DATA ROWS:
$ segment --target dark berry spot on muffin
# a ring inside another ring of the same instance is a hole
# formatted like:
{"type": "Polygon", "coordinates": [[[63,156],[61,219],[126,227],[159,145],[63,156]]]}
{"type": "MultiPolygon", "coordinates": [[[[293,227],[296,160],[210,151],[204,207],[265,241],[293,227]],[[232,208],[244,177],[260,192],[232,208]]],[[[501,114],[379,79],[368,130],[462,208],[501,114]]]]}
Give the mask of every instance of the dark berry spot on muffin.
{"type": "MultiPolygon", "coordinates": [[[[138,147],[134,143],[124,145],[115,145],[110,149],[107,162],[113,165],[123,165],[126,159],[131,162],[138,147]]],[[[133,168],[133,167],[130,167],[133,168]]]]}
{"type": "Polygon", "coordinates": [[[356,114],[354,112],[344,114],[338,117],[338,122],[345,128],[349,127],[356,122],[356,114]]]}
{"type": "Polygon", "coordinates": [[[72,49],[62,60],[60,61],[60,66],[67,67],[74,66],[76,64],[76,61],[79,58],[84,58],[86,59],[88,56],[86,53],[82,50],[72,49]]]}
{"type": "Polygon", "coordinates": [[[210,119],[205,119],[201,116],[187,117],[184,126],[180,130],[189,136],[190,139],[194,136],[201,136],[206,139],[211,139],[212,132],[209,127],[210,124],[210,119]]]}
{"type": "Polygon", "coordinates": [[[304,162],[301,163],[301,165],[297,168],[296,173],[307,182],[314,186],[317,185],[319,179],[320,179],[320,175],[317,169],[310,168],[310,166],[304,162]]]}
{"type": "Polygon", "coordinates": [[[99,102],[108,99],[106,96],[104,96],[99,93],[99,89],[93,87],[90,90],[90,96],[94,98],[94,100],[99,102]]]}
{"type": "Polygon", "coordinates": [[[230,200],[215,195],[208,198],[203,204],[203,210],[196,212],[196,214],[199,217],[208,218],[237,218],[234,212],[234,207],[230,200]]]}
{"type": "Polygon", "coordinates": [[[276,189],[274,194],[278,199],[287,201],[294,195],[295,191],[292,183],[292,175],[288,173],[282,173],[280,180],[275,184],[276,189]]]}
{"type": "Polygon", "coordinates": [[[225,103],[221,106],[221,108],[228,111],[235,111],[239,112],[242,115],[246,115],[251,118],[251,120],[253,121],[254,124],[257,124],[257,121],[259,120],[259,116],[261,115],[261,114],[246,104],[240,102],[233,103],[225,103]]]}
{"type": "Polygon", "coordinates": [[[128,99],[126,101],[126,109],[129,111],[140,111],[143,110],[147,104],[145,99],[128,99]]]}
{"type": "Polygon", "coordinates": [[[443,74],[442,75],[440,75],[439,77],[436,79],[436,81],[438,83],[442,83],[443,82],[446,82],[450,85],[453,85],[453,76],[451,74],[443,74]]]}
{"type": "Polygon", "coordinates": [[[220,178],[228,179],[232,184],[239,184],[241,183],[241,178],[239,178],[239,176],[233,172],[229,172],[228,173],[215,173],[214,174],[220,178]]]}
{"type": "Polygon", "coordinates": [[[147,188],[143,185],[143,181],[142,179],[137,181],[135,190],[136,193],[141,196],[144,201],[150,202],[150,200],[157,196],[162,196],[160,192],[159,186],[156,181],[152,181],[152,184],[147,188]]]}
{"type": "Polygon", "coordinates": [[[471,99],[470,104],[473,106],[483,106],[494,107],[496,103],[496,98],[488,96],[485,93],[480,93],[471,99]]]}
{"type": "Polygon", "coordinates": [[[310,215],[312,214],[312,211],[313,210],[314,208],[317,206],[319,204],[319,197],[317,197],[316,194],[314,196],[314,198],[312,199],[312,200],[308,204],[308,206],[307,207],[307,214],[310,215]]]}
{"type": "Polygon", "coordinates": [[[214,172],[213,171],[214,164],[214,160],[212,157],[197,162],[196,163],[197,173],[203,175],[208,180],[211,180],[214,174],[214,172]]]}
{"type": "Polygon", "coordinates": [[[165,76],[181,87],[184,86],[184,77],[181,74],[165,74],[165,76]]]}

TASK BRIEF: Retype the records that precede this task, keeping them exactly the same.

RESULT FOR THIS EXERCISE:
$ segment --target dark berry spot on muffin
# a ring inside another ring of the same instance is a hole
# formatted like:
{"type": "Polygon", "coordinates": [[[63,156],[61,219],[126,227],[159,145],[63,156]]]}
{"type": "MultiPolygon", "coordinates": [[[[293,227],[296,160],[210,151],[204,207],[265,241],[293,227]],[[232,208],[244,177],[260,192],[232,208]]],[[[501,114],[379,79],[368,130],[462,208],[501,114]]]]}
Give the mask of every instance of the dark berry spot on muffin.
{"type": "MultiPolygon", "coordinates": [[[[138,147],[134,143],[124,145],[115,145],[110,149],[107,162],[113,165],[123,165],[126,159],[131,162],[138,147]]],[[[133,168],[133,167],[130,167],[133,168]]]]}
{"type": "Polygon", "coordinates": [[[356,114],[354,112],[344,114],[338,117],[338,122],[345,128],[349,127],[356,122],[356,114]]]}
{"type": "Polygon", "coordinates": [[[72,49],[62,60],[60,61],[60,66],[67,67],[74,66],[76,64],[76,61],[79,58],[84,58],[86,59],[88,56],[86,53],[82,50],[72,49]]]}
{"type": "Polygon", "coordinates": [[[210,119],[205,119],[201,116],[187,117],[184,126],[180,130],[189,136],[190,139],[194,136],[201,136],[206,139],[211,139],[212,132],[209,127],[210,124],[210,119]]]}
{"type": "Polygon", "coordinates": [[[304,162],[301,163],[301,165],[297,168],[296,173],[307,182],[314,186],[317,185],[319,179],[320,179],[320,175],[317,169],[310,168],[310,166],[304,162]]]}
{"type": "Polygon", "coordinates": [[[99,102],[108,99],[106,96],[104,96],[99,93],[99,89],[93,87],[90,90],[90,96],[94,98],[94,100],[99,102]]]}
{"type": "Polygon", "coordinates": [[[230,200],[215,195],[208,198],[203,204],[203,210],[196,212],[196,214],[199,217],[208,218],[237,218],[234,212],[234,207],[230,200]]]}
{"type": "Polygon", "coordinates": [[[276,189],[274,194],[278,199],[287,201],[294,195],[295,191],[292,183],[292,175],[288,173],[282,173],[280,180],[275,184],[276,189]]]}
{"type": "Polygon", "coordinates": [[[225,103],[221,106],[221,108],[228,111],[235,111],[239,112],[242,115],[246,115],[251,118],[251,120],[253,121],[254,124],[257,124],[257,121],[259,120],[259,116],[261,115],[261,114],[246,104],[240,102],[233,103],[225,103]]]}
{"type": "Polygon", "coordinates": [[[128,99],[126,101],[126,109],[129,111],[140,111],[143,110],[147,104],[145,99],[128,99]]]}
{"type": "Polygon", "coordinates": [[[443,74],[442,75],[440,75],[439,77],[436,79],[436,81],[438,83],[442,83],[443,82],[446,82],[450,85],[453,85],[453,76],[451,74],[443,74]]]}
{"type": "Polygon", "coordinates": [[[220,178],[228,179],[232,184],[239,184],[241,183],[241,178],[239,178],[239,176],[233,172],[229,172],[228,173],[215,173],[214,174],[220,178]]]}
{"type": "Polygon", "coordinates": [[[147,188],[143,185],[143,181],[142,179],[137,181],[135,190],[136,193],[141,196],[144,201],[150,202],[150,200],[157,196],[162,196],[160,192],[159,186],[156,181],[152,181],[152,184],[147,188]]]}
{"type": "Polygon", "coordinates": [[[471,99],[470,104],[473,106],[483,106],[494,107],[496,103],[496,98],[488,96],[485,93],[480,93],[471,99]]]}
{"type": "Polygon", "coordinates": [[[310,215],[312,214],[312,211],[313,210],[314,208],[317,206],[319,204],[319,197],[317,197],[316,194],[314,196],[314,198],[312,199],[312,200],[308,204],[308,206],[307,207],[307,214],[310,215]]]}
{"type": "Polygon", "coordinates": [[[214,172],[213,171],[214,164],[214,160],[212,157],[197,162],[196,163],[197,173],[203,175],[208,180],[211,180],[214,174],[214,172]]]}
{"type": "Polygon", "coordinates": [[[165,76],[181,87],[184,86],[184,77],[181,74],[165,74],[165,76]]]}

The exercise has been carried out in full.